(Page extract)

The district court denied Marcyniuk's request in his first motion for discovery to depose the prosecuting attorney, trial judge, and circuit clerk that handled Marcyniuk's trial, finding that granting Marcyniuk's request “would not resolve any factual disputes or assist the Court in deciding Marcyniuk's claims, or any issues related to procedural default.” R. Doc. 24, at 3. However, the district court granted the portion of Marcyniuk's motion requesting that the district court expand the record to include the juror information file and declarations from Jamie Reynolds and Pam Penn, who were both employed by the Washington County Circuit Court Clerk's Office at the time of Marcyniuk's trial. Penn's declaration provided that the trial judge handled death penalty cases differently from his other cases and allowed the prosecution and defense to strike a number of potential jurors prior to voir dire in those cases. In that same declaration, Penn further stated that “[t]he potential juror information maintained by the deputy clerk assigned to each judge is entirely different from the information filed in the circuit court's case file” and that the deputy clerks “each maintain [their] own records regarding the potential juror panel information used for a trial.” R. Doc. 42-28, at 1.
The district court subsequently dismissed Marcyniuk's petition in its entirety and denied his “embedded request for a hearing,” finding that he had procedurally defaulted his jury selection claims by failing to raise them on direct appeal to the Arkansas Supreme Court or during his state Rule 37 proceedings and had failed to demonstrate cause and prejudice as required to excuse his procedural default of these claims. Marcyniuk sought a certificate of appealability from the district court on the issues of, inter alia, whether the district court was required to hold an evidentiary hearing on his jury selection ineffective assistance of counsel claim and whether his constitutional rights were violated by the pretrial jury selection procedure. The district court denied Marcyniuk's motion, and he filed a motion for a certificate of appealability with this Court. We granted Marcyniuk a certificate of appealability “as to claims [1].A., [1].B., 1.C., and [1].D[.], as stated on pages 7-8 of Zachariah Marcyniuk's Application filed August 8, 2019.” Marcyniuk's application states:
A certificate of appealability should issue as to:
1. Whether the following off-the-record jury selection claims were prematurely dismissed:
A. Off-the-record jury selection violated Marcyniuk's right to be present.
B. Off-the-record jury selection violated Marcyniuk's right to a public trial.
C. Off-the-record jury selection violated Marcyniuk's right to an appeal.
D. Counsel was ineffective for participating in off-the-record jury selection.
Appl. for Certificate of Appealability, at 10-11 (Aug. 12, 2019). The body of Marcyniuk's application clarifies that these are Claims 3.3.1., 3.3.2., 3.3.5., and 3.10.7., respectively, as asserted in his Petition for Writ of Habeas Corpus.4
II.

(Input material)
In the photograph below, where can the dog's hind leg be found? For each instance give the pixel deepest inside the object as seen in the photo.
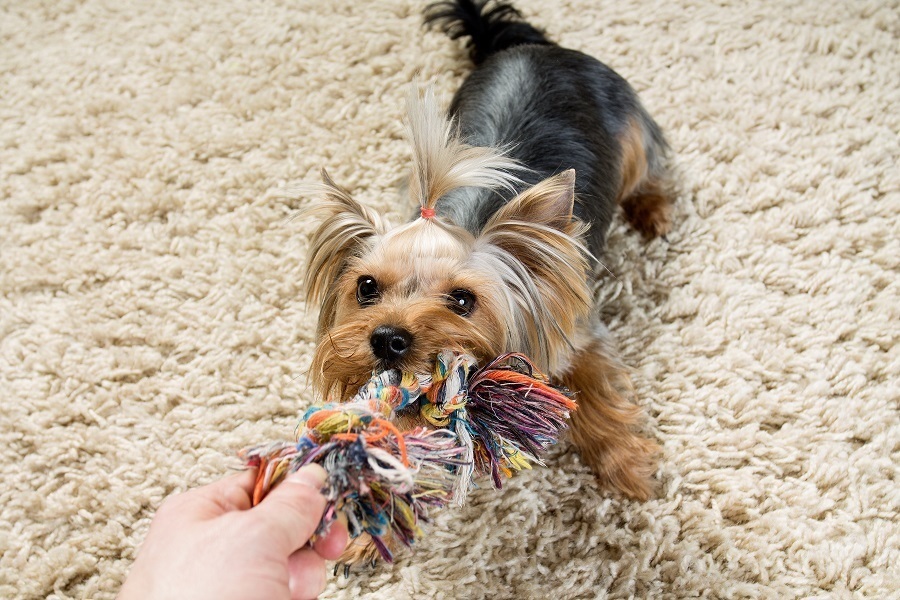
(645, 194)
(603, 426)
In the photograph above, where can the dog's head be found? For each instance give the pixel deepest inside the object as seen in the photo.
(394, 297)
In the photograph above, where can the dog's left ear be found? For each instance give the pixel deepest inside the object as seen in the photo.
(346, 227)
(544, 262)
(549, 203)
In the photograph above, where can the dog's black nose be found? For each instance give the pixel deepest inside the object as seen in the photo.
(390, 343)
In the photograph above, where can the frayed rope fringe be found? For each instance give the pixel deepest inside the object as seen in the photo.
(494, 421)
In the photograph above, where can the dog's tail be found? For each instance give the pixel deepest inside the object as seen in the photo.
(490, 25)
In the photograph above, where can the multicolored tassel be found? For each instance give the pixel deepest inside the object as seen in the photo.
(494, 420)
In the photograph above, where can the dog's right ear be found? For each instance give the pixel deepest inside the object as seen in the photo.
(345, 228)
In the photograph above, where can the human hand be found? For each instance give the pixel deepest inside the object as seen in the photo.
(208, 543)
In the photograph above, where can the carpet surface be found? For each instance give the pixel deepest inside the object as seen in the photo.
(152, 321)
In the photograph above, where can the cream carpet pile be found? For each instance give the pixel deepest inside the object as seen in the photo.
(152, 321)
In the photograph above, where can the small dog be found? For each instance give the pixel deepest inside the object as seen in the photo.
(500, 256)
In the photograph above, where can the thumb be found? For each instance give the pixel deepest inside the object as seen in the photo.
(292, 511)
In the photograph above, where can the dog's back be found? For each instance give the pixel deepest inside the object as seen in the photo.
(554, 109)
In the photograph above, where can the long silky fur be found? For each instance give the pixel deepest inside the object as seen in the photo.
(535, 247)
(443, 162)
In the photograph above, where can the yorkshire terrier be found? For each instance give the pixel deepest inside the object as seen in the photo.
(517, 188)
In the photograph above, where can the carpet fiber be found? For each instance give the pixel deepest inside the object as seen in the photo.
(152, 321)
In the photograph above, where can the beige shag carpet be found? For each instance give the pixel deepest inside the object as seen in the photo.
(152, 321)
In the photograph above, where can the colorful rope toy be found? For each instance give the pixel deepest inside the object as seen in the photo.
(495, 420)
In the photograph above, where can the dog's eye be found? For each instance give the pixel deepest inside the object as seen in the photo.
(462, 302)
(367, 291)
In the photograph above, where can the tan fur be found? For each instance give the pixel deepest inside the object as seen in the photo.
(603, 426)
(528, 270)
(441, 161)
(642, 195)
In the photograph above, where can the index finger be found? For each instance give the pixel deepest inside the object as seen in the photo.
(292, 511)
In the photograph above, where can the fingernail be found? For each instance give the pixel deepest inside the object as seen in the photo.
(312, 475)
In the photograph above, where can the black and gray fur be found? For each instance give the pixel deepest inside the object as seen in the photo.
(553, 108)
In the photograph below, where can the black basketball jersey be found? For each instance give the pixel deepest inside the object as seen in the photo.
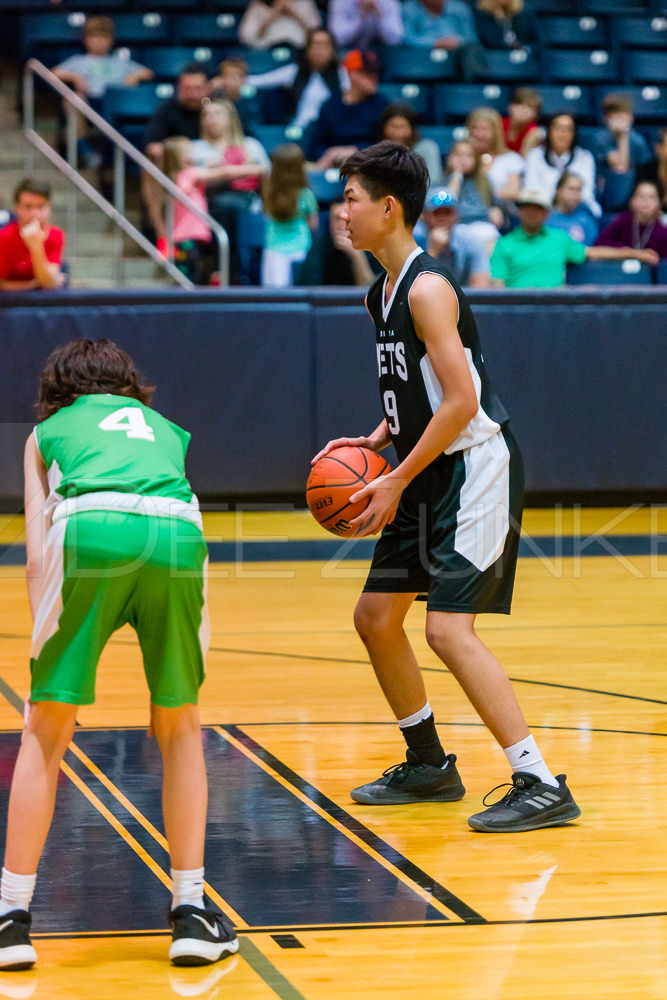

(Tasks and exercises)
[A] Summarize the court opinion excerpt in three sentences.
[B] From the records, pick out every line containing the word "black" and copy each one.
The court opinion excerpt and the records have nothing to do with each other.

(Task answers)
[A] The district court refused Marcyniuk's request to depose the prosecuting attorney, trial judge, and circuit clerk, but it expanded the record to include the juror information file and declarations from two clerk's office employees, one of whom said the trial judge let both sides strike potential jurors before voir dire in death penalty cases. The court then dismissed his petition in its entirety, finding that he had procedurally defaulted his jury selection claims and had not shown cause and prejudice to excuse the default. After the district court denied him a certificate of appealability, this Court granted one on four off-the-record jury selection claims involving his rights to be present, to a public trial, and to an appeal, and whether his counsel was ineffective for taking part.

[B]
In the photograph above, where can the dog's black nose be found? For each instance give the pixel deepest inside the object as seen in the photo.
In the photograph above, where can the black and gray fur be found? For each instance give the pixel deepest inside the object as seen in the photo.
In the photograph below, where can the black basketball jersey be found? For each instance give the pixel deepest inside the object as seen in the photo.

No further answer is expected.